> [Reading passage]
☆ ☆ ☆ ☆ ☆

Are artists similarly uninterested?

Beryl Graham

Some excerpted responses this month:

I think the key problem is that artists in general would not necessarily know that such research exists, nor where to look. It's certainly not in mainstream art magazines, more's the pity. If we're talking about artists using new materials in new ways, there's also sometimes a reluctance to publicise such hard-won information (just like in science research!)
anonymous

Aug/Sep 1999:

What is rigour in art practice?

The Relationship of Making to Writing conference (Macleod, 1999a) asked a question which remained largely unresolved: "What is rigour in art practice?"

Some excerpted responses this month:

'Rigour and Language'
I feel that Rigour and language are interconnected 'thorny' issues for Art/Design and Craft research.
As artists/craftspeople we have already begun to develop our own constructivist research culture and methodologies.  As A.Britton said at a Crafts Council conference in 1996 'Craft is a visual code containing concepts not contained in verbal language.'  Although I agree to a certain extent with this statement, Art and Design does have a similar language, which is communicable, as we are working from the same knowledge base eg:- sketchpads,images and concepts. However it needs to be exactly the same, we need better ways of describing this tacit knowledge.  Artefacts themselves embody research and knowledge of a rigorous nature, generated by the practitioner through ergonomic, conceptual, market and material research.
Criteria needed for doctorate or RAE research suggests an academic rigour which (although it is explicitly present) needs to be fully recorded, through images, interactive means and thesis.  We are not perhaps accustomed to theorizing our endeavors and making explicit our thought processes with quite the rigor expected. 
We must make our inquiries, self-observations,experiments and visual concepts communicable using an identical language to all Art/Craft and Design Researchers, in order to express the rigour which is an integral part of what we do.
Maggi Toner-Edgar, Cumbria College of Art and Design. maggi@pedgar.freeserve.co.uk

 There is no requirement for rigour in art practice - artists are not required to account for their activities, indeed this is one of their defining characteristics.
There seems to be agreement that there is a requirement for rigour in the art academy, though what 'academy-art rigour' is, and how it should be demonstrated is debatable.
Tom Fisher, Sheffield Hallam University, T.H.Fisher@shu.ac.uk


July 1999:

The Right to Failure

"I regard a lot of my work as research. We live in an age where the artist has forgotten that he can be a researcher. I see myself that way. I work intuitively. I follow my instincts. I don't mind if something fails." David Hockney (British Journal of Photography, 6 Jun 1991, p.16)

The right to fail is perhaps only accepted in securely established artists ... and in research? Please respond with views of the role of 'failure' in your experience.

Some excerpted responses this month:

"To be an artist, or any other kind of researcher, is to search to engage in the process of search with an open mind (although not without a focus)- so we do not know exactly what we will find, but must be prepared to take risks - sweeping wide areas and burrowing deep into holes.

☆ ☆ ☆ ☆ ☆

> [Data provided]
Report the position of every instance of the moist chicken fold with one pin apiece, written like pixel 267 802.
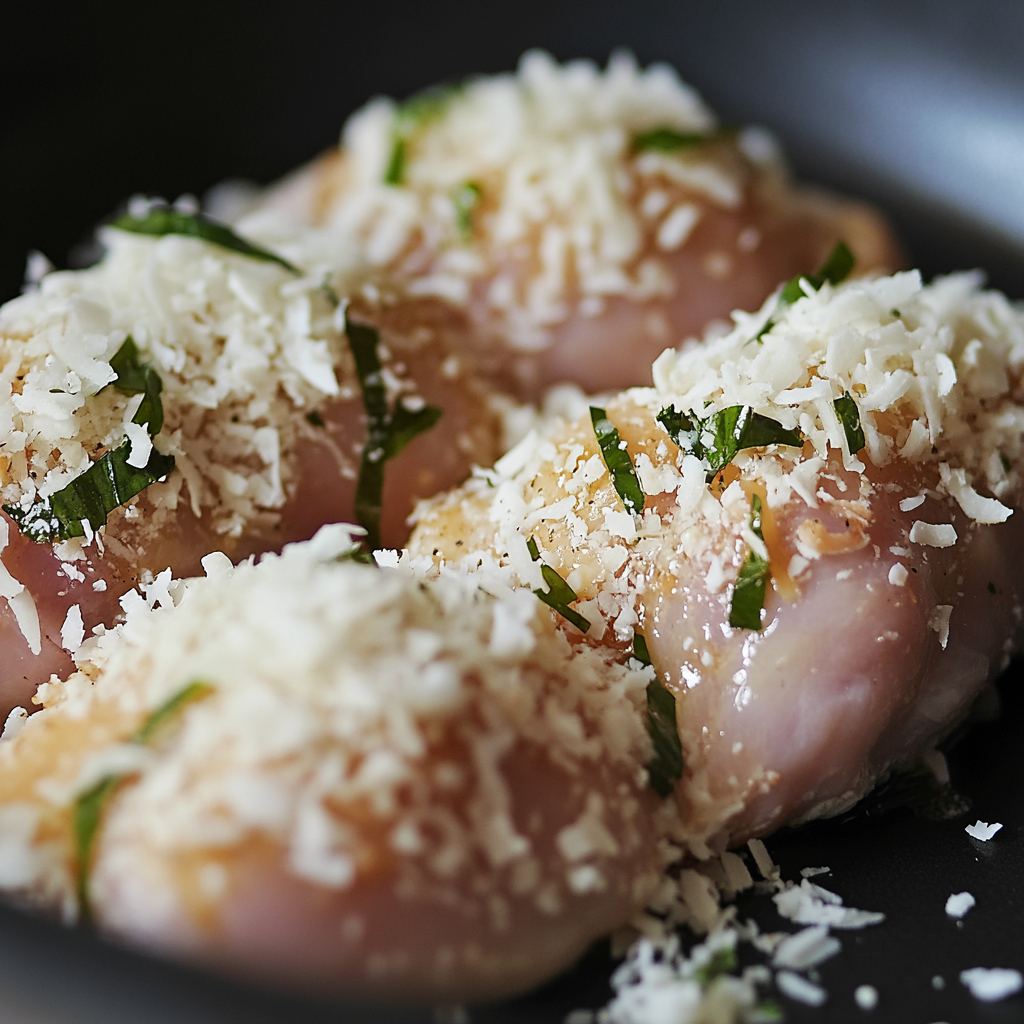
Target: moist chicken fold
pixel 666 622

☆ ☆ ☆ ☆ ☆

From the excerpt on art research, reproduce word for word everything from "Maggi Toner-Edgar, Cumbria" down to "demonstrated is debatable.". The material has no connection to the excerpt on art research.

Maggi Toner-Edgar, Cumbria College of Art and Design. maggi@pedgar.freeserve.co.uk

 There is no requirement for rigour in art practice - artists are not required to account for their activities, indeed this is one of their defining characteristics.
There seems to be agreement that there is a requirement for rigour in the art academy, though what 'academy-art rigour' is, and how it should be demonstrated is debatable.